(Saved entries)
*** Begin section ***

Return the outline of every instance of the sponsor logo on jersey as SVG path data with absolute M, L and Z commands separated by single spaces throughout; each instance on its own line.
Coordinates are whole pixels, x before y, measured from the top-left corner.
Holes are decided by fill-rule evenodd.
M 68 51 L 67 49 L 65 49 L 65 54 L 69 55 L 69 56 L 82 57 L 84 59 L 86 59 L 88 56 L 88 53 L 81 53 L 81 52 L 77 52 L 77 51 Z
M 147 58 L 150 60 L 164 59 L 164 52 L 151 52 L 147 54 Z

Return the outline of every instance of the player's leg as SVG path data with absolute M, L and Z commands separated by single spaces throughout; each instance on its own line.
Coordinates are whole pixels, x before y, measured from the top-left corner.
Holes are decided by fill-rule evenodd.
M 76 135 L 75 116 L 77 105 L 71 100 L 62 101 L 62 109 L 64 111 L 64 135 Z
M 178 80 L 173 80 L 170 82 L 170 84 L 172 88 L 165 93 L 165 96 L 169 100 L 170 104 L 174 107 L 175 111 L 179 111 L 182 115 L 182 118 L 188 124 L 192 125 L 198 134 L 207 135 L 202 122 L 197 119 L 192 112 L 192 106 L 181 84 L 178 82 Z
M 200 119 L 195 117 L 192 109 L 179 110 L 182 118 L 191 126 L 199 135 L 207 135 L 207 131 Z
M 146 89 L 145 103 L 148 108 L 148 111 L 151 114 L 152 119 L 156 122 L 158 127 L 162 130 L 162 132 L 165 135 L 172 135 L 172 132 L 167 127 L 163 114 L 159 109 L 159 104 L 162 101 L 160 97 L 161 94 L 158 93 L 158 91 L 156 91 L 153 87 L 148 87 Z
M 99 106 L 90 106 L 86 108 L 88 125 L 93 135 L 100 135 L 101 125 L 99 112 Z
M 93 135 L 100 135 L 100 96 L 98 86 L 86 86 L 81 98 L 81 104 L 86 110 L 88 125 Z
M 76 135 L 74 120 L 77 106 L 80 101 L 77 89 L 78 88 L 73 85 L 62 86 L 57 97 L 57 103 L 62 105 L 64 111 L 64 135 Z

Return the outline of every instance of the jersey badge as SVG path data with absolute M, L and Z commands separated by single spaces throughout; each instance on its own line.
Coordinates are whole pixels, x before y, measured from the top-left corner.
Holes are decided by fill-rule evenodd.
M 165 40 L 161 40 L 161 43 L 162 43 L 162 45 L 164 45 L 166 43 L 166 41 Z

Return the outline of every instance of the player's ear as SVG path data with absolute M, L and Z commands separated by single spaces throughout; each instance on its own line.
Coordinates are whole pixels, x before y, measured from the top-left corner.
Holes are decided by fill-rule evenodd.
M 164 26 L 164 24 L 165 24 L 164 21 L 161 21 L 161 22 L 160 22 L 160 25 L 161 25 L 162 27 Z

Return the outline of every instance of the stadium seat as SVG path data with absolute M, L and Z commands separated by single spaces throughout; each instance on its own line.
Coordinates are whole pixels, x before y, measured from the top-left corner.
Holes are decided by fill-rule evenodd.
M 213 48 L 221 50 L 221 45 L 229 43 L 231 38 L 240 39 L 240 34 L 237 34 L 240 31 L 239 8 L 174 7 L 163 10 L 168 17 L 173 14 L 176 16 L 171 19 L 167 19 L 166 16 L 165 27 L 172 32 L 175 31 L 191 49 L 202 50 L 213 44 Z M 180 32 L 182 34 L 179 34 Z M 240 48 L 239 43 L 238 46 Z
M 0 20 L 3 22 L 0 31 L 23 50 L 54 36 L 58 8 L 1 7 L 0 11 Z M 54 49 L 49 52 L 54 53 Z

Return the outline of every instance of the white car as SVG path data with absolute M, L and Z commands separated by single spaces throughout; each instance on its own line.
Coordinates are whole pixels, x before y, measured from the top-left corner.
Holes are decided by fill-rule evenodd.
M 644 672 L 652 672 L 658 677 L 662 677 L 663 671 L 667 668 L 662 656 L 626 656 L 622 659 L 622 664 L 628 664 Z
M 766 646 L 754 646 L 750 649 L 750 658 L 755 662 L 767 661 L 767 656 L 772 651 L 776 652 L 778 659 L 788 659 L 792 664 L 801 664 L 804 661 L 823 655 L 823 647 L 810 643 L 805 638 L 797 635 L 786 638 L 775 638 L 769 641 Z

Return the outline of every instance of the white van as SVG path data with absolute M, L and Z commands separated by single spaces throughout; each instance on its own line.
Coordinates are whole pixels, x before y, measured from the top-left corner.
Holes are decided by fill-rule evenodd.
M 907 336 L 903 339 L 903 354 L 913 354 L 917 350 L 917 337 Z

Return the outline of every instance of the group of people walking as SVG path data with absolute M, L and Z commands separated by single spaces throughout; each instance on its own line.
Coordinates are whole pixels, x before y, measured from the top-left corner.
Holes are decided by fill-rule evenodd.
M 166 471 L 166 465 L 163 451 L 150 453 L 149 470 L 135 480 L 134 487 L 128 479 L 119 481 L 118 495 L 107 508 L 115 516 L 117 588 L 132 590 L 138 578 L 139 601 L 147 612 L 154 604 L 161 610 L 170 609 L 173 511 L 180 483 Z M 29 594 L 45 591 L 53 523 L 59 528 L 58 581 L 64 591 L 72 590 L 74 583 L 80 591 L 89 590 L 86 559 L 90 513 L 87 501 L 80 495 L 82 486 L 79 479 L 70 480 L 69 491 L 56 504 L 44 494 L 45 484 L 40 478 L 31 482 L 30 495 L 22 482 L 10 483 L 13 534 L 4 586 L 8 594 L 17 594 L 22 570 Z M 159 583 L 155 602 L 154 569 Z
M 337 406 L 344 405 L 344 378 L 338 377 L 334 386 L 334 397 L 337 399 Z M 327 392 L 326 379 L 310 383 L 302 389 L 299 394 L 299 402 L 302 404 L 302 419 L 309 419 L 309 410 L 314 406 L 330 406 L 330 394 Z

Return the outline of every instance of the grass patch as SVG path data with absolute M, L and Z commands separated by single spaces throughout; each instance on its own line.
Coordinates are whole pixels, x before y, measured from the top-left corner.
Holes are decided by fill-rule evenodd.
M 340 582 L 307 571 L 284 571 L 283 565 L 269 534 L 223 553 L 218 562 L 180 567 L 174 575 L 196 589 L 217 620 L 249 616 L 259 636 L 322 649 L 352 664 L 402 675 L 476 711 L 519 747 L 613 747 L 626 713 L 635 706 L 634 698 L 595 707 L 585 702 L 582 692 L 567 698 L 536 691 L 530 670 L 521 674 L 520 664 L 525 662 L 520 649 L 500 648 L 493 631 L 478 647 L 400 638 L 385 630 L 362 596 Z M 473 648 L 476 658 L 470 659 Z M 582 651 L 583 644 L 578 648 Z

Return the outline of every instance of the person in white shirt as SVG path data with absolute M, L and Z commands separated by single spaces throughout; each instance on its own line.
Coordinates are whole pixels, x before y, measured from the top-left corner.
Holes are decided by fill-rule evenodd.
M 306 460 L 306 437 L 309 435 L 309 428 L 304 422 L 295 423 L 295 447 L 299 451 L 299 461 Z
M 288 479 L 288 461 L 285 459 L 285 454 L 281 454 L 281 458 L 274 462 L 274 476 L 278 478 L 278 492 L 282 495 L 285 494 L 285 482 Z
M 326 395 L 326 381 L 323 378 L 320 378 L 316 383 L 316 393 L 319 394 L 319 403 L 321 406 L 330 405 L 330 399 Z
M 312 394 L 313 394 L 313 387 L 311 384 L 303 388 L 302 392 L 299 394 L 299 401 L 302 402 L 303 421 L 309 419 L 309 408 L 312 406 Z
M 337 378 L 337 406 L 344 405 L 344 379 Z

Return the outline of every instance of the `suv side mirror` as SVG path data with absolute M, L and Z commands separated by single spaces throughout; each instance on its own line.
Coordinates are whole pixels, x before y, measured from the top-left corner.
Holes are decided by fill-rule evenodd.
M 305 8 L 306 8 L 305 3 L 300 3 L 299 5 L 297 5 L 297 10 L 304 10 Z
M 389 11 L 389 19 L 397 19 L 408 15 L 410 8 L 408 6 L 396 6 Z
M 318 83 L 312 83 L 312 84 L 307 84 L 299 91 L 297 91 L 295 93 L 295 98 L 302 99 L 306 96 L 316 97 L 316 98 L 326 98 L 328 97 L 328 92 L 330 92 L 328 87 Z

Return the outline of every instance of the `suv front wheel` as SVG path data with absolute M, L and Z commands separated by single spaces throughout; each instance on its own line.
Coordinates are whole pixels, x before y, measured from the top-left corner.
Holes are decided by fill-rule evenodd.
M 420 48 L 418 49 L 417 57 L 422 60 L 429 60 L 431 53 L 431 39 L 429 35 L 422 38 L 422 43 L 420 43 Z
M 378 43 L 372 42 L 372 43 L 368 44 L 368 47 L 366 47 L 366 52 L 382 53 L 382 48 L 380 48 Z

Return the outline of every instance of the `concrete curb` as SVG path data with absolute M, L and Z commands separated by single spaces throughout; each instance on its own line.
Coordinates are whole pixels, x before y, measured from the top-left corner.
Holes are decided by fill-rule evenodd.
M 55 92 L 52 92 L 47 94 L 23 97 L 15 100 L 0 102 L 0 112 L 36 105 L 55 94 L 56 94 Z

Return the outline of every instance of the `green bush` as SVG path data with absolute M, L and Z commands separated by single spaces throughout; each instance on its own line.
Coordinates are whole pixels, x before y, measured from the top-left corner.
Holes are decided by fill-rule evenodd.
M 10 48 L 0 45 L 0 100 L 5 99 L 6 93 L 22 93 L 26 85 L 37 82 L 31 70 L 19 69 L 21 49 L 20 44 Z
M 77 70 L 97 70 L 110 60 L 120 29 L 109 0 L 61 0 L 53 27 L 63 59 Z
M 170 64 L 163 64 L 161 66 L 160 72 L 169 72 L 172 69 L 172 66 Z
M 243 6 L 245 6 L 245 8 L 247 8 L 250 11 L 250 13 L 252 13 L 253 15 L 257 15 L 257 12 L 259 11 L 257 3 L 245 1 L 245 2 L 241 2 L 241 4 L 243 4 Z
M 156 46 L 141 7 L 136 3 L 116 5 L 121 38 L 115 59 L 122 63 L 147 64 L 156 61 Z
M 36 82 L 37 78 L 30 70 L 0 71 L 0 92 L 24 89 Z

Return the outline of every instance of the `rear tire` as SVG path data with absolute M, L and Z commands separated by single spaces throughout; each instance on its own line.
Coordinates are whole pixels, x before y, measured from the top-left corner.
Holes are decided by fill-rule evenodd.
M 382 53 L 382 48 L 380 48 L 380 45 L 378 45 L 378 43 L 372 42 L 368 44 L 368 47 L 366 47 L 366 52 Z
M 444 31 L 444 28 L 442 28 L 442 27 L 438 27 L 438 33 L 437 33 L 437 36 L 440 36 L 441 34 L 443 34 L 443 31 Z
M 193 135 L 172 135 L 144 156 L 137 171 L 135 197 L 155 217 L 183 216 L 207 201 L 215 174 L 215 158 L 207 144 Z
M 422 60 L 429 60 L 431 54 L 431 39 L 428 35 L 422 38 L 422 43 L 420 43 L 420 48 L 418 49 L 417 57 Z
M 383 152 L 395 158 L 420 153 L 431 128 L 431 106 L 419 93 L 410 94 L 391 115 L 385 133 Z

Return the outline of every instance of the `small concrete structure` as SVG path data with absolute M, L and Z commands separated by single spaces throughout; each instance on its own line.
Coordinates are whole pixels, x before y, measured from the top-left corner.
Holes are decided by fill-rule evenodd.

*** End section ***

## Work item
If a line in the entries above contains "jersey", report it.

## The completed task
Return the outline of every instance of the sponsor logo on jersey as SVG path data with absolute M, L and Z commands separated by single spaces throughout; each instance on its own line.
Return the outline of every instance of the jersey badge as SVG path data with absolute M, L and Z commands separated by single spaces throughout; each instance on its own line.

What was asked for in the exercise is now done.